[Excerpts of pointing data]
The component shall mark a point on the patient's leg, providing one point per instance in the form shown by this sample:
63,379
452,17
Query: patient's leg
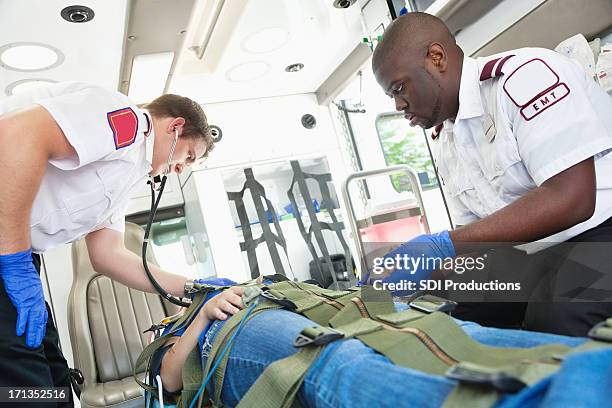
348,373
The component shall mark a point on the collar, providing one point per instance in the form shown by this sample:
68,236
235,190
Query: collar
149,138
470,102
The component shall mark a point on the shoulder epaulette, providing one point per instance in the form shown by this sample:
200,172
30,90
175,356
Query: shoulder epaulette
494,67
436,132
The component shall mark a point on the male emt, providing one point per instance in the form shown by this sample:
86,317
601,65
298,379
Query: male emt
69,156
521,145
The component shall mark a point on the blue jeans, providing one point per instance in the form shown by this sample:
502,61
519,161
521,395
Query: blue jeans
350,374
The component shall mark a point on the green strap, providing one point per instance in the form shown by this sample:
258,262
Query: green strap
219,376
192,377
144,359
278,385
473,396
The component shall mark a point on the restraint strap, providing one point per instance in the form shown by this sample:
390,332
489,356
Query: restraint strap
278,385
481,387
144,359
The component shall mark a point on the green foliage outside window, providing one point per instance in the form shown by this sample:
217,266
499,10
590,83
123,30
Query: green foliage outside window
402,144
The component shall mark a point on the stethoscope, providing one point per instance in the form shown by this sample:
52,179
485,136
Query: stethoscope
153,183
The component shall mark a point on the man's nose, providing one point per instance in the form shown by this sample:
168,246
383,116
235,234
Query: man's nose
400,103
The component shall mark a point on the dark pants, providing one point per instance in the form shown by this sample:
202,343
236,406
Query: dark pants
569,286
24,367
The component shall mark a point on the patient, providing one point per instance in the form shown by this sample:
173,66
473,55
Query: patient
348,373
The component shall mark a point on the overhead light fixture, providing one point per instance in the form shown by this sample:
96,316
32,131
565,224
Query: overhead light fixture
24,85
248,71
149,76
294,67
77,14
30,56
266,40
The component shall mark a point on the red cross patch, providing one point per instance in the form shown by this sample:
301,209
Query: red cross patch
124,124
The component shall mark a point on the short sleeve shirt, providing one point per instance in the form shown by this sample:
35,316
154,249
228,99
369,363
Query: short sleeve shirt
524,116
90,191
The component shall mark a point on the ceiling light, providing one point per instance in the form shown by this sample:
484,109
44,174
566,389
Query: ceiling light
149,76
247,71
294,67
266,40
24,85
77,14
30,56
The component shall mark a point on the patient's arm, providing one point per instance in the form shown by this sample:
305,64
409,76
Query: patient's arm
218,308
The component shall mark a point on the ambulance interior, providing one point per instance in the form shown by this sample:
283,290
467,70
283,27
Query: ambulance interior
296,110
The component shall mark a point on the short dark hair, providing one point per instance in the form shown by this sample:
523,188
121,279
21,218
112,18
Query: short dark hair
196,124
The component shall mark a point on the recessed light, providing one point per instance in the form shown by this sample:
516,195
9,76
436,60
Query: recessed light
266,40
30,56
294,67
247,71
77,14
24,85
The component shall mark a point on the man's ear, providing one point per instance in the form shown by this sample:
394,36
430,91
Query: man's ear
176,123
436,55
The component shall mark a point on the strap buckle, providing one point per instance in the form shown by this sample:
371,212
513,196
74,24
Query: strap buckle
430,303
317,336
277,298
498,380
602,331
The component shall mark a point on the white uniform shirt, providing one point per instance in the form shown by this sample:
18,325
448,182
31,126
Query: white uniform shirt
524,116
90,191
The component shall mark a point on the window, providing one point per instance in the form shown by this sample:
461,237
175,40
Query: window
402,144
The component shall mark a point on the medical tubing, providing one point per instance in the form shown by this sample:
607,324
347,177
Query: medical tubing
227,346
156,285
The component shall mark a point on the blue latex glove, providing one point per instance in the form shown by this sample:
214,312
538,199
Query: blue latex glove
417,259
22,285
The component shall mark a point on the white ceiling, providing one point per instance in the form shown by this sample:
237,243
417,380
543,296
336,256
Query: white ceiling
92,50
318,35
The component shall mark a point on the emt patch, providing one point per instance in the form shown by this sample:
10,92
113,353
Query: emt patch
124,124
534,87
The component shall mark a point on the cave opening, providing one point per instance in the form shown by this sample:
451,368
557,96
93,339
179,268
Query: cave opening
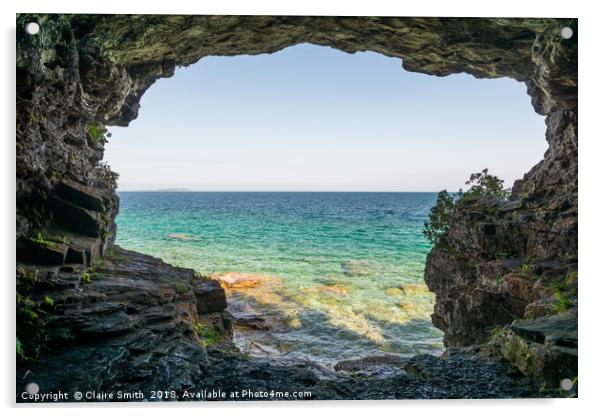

== SHORT EXERCISE ==
Your copy should hold every record word for word and none of the pictures.

== WRITTEN RESPONSE ==
The component shall mark a point on the patient's leg, providing one point per instance in the form shown by this sample:
63,379
452,17
Query: patient's leg
348,373
The component shall mark a point on the collar, providing one point per instance in the form shown by this sample:
68,236
235,190
Query: collar
149,138
470,102
The component shall mark a point on the shoulder epaulette, providing one point per instance in the form shown by this sample:
200,172
30,90
175,356
Query: shoulder epaulette
494,67
436,132
The component shall mark a point on the male emt, providing one point per instance in the form shown by this sample:
86,317
601,65
298,379
Query: male emt
69,156
521,145
The component shall mark a point on the blue jeans, providing one point per instance in the form shown by this sample:
502,61
519,161
521,395
Query: blue jeans
350,374
The component shall mark a point on the green strap, providing one point per instance in the form shown by this sample:
258,262
Query: green strap
219,376
192,377
144,359
278,385
473,396
The component shall mark a point on the restraint strap, providing one point per instance in the form shown by this sample:
390,332
489,356
Query: restraint strap
278,385
481,387
144,359
The component shall mark a point on the green foliage outside window, providing one point per instance in the form shown by this sample:
217,266
499,10
590,83
123,30
Query: green foliage outside window
402,144
The component shall mark a point on the stethoscope, providing one point per instance in the form shown by this sample:
52,179
485,136
Query: stethoscope
153,183
The component shall mark a point on the man's nose, providing one point per instance in the form shown by this sample:
168,246
383,116
235,234
Query: man's nose
400,103
The component shall mark a point on the dark pants, providing one point per instance in the form shown by this sample:
202,343
236,406
Query: dark pants
569,286
24,367
The component shall mark a point on the patient, providing one point per instance in the form shown by this sample:
173,66
473,55
Query: patient
348,373
The component shall mark a point on the overhead light fixture, providing one point per instance in the form shown by this sample:
96,316
32,131
565,224
Query: overhead light fixture
24,85
248,71
149,76
294,67
77,14
30,56
266,40
The component shall mark a point on the red cross patch, providing one point per instance in the form shown by this sample:
301,209
Query: red cross patch
124,124
The component shall mark a point on the short sleeve shirt, providing one point per instance in the form shown by this sample:
35,316
154,249
228,99
369,363
Query: short sleeve shirt
524,116
90,191
The component shall mark a point on the ceiling light, providing one point per instance in the form shown by this sample:
484,109
44,174
566,389
Query: ceiling light
149,76
247,71
294,67
266,40
24,85
77,14
30,56
The component shall mark a point on the patient's arm, providing one point per instance in the form shown by this sample:
305,64
409,76
Query: patient's arm
218,308
The component shall mark a point on the ambulance interior, providing one point per instance in the form shown by this sample:
283,290
467,70
283,27
Query: ambulance interior
296,110
The component shall mark a point on the short dark hair, providing one point per instance in the form shown by this sample:
523,188
121,279
21,218
112,18
Query: short dark hair
196,124
The component shall mark a point on the recessed light, providing one point per instance in the form shown by this sample:
516,195
9,76
436,60
Query: recessed light
266,40
30,56
294,67
247,71
77,14
24,85
The component shall mark a point on the man's ear, providing one point per instance in the form shown by this sample:
394,36
430,91
Query: man's ear
176,123
436,55
The component shall mark a point on the strap buckle, providing one point per instance in the form shown by this sample:
371,212
513,196
74,24
Query: strap buckle
430,303
317,336
277,298
498,380
602,331
The component shall mark a point on the white uniform shirt, providing one point per instance in the form shown by this sample:
18,325
448,182
31,126
Query: white uniform shirt
524,116
90,191
The component shall mark a point on the window, providing one point per instance in the form shown by this sample:
461,237
175,40
Query: window
402,144
The component shall mark a point on the medical tubing, providing one point per instance in the form shown by this sample:
607,324
347,177
Query: medical tubing
227,346
156,285
The component shall mark a point on the blue latex glove, providing one point per instance in the form shown by this sample:
214,312
538,199
Query: blue latex glove
417,259
22,285
The component shall mark a point on the white ceiling, providing one point per instance in the form shown by this sample:
237,243
417,380
543,296
336,256
Query: white ceiling
92,50
318,35
The component shall mark a point on the emt patch, providing one point per instance in the form shown by this sample:
10,92
113,353
Query: emt patch
124,124
534,87
The component shall mark a point on the cave opening, providing one point per instance in the form shown by this sample:
451,368
557,96
93,339
179,268
Query: cave opening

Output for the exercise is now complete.